Your instructions – Search the data for the word "mirror". Reproduce every line where it is found.

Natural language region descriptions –
--- START ---

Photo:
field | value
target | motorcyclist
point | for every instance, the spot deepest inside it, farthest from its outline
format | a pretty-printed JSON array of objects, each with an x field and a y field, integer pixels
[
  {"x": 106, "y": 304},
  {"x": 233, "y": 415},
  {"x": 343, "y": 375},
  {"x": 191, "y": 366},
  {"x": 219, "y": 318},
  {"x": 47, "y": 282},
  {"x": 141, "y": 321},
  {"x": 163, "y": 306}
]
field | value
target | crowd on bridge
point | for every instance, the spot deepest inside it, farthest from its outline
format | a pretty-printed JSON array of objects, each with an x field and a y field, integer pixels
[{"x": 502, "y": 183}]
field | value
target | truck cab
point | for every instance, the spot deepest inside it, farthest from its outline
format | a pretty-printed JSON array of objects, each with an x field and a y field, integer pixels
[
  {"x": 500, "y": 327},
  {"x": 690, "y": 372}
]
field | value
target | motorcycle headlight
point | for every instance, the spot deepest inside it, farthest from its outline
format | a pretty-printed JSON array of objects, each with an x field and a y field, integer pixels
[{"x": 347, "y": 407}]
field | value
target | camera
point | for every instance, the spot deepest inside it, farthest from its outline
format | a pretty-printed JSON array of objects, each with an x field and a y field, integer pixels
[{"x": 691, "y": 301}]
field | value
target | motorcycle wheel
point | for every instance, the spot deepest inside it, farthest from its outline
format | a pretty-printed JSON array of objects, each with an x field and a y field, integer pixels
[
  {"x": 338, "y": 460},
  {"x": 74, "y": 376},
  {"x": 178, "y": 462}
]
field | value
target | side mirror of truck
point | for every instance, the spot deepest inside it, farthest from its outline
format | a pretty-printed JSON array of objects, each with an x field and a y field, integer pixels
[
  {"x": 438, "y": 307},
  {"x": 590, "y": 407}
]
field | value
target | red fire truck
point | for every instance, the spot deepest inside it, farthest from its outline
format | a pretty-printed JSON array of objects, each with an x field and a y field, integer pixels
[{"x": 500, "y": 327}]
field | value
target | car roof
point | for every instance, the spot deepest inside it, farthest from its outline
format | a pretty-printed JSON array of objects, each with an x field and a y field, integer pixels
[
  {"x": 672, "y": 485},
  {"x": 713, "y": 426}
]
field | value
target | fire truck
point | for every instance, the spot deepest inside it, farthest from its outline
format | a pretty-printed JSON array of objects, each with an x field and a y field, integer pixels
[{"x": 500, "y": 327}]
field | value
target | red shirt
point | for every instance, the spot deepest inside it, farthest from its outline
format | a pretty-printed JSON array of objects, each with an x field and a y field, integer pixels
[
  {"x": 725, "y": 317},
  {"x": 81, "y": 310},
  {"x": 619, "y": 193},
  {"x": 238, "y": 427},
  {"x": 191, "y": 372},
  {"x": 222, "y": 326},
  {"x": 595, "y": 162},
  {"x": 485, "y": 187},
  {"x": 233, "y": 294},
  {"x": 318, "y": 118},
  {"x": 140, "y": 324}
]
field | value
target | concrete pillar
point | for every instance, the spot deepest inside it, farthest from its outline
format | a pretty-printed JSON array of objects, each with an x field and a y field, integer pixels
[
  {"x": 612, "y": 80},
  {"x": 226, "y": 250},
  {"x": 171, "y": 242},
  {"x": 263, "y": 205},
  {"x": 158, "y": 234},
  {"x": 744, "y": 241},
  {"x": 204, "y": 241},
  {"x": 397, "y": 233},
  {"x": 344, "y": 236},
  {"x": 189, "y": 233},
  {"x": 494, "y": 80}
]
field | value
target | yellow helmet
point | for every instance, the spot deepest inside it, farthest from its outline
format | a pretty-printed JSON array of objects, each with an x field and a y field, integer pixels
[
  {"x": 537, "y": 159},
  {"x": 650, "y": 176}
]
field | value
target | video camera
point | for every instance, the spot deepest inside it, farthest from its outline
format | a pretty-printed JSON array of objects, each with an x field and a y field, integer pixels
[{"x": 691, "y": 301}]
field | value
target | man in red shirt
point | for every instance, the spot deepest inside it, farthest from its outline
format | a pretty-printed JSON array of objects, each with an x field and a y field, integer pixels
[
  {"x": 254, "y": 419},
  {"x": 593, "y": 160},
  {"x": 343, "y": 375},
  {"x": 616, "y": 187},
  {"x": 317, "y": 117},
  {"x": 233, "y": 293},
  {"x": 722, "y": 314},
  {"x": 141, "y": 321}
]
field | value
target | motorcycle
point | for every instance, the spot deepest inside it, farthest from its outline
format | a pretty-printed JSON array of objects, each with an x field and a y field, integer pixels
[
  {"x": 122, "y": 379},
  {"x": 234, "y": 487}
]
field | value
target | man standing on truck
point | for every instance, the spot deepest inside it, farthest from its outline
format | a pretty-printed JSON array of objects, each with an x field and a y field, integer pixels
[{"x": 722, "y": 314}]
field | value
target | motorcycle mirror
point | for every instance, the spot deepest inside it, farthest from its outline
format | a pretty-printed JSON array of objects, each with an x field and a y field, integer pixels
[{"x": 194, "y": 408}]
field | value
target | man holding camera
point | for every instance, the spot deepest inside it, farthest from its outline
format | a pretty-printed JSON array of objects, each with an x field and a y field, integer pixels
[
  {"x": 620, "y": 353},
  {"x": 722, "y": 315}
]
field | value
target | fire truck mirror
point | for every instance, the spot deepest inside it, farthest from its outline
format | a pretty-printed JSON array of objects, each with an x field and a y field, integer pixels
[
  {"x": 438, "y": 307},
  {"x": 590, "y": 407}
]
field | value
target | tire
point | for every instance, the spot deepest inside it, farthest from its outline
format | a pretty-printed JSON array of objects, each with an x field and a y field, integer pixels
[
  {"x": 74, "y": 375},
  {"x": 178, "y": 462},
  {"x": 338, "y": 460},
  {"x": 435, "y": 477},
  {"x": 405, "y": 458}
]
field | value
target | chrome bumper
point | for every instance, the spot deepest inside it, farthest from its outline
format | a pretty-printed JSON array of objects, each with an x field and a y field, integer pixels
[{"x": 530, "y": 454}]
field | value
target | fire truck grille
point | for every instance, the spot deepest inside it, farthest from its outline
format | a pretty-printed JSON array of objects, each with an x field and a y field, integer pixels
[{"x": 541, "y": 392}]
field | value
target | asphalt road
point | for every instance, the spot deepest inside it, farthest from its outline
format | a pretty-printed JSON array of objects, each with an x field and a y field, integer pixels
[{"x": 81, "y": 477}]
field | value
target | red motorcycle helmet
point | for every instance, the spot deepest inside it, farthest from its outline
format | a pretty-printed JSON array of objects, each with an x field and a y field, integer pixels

--- END ---

Answer to the problem –
target | side mirror of truck
target | motorcycle mirror
target | fire truck mirror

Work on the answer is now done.